ALEG
Data Model Issues as at 1 August 2000
- Holdings
- Issues
- Finding the holdings of something is not trivial. Does the user
want to find the work, any or a specific expression of
the work, or any or a specific manifestation of any
or a specific expression? ISBN's may be reasonably
good for finding expressions at the exact manifestation
level, but no good for the expression and work level.
- Searches on Kinetica at the author/title (work, expression
sort-of) level have been demonstrated to be not very
precise (but maybe they are precise enough).
- Searching against Kinetica is expensive (pay per
search). It would be possible to query a range of
likely sources of holdings information (Uni, State
libraries) in parallel using Z39.50, but problems with
author/title matching remain.
- The system should rank
holdings so that resources closest or cheapest to the
user are shown first. But this requires the system to
"know" where the user is, and where the resources are,
and how much it will cost the user to get them.
____
(Given instruction 1)
Return the lines of the listing unchanged, from the line that contains "Can you find the sky?" through the end of the listing, both ends included.

[Point annotation listing]
____
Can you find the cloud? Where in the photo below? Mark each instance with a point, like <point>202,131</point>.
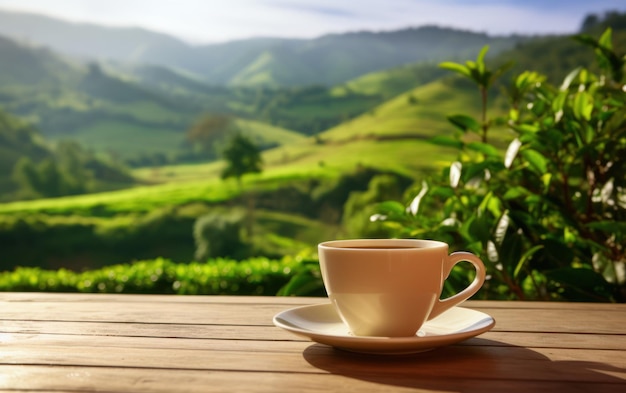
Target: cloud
<point>212,21</point>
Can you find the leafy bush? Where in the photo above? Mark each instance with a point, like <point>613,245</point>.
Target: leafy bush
<point>549,215</point>
<point>254,276</point>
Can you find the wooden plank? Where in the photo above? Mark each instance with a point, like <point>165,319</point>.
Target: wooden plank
<point>280,301</point>
<point>102,333</point>
<point>512,320</point>
<point>450,362</point>
<point>72,379</point>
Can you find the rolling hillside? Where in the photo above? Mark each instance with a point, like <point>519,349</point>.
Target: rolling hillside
<point>326,60</point>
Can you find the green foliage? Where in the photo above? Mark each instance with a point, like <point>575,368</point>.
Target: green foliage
<point>218,233</point>
<point>360,206</point>
<point>548,215</point>
<point>242,156</point>
<point>254,276</point>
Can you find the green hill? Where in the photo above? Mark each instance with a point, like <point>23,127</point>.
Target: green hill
<point>327,60</point>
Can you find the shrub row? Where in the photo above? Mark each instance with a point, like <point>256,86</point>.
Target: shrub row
<point>254,276</point>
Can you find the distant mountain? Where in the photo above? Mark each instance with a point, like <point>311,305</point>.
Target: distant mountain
<point>327,60</point>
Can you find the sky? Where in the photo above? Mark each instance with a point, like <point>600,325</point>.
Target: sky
<point>210,21</point>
____
(Given instruction 2)
Supply the next part of the notes on ALEG data model issues, picking up after their final sentence.

(Output 1)
Can you find the sky? Where in the photo above? Mark each instance with a point, like <point>600,325</point>.
Target: sky
<point>210,21</point>

(Output 2)
- Imagine a user wants to read "Core of My Heart" by
"Mackellar, Dorothea". Would ALEG allow them to just directly
find out holdings information for all anthologies, collected
works, selected works, periodical issues containing
that poem (about 22 recorded on AUSTLIT), or would it require
the user to nominate one work and find the holdings for that,
nominate another work, find the holdings for that and
so on?
- Impact
- Can't implement the holdings part of the system until we
have a strategy to address the above issues. Showing
users holdings information is potentially a very useful
function of ALEG.
- Options
- For ranking results:
- Use any knowledge
we have about the user to rank holdings based on
location. Try to guess the user's location based
on domain name, and/or ask them which state they are
in and remember what they tell us using an HTTP cookie.
- Let the user register a preference and remember it by
an HTTP cookie.
- For registered uses, record their location.
Otherwise, group results by state so that they can easily
find local resources.
For finding holdings:
- Give the user the option of finding
holdings for just the manifestation or for all author/title
matches.
- Base the holdings information on Kinetica. Negotiate with
Kinetica to somehow limit or control costs, absorb
them within the ALEG project, or charge them back to the user (!)
somehow. For exact manifestation matches, use the
Kinetica immutable number (if we can via Z39.50!).
Otherwise, do an author/title search on the work/
expression. If possible, use the Kinetica author
control number to id the author!
- Ditto - don't use Z39.50, but some 'special' rumoured
direct access to Kinetica (???)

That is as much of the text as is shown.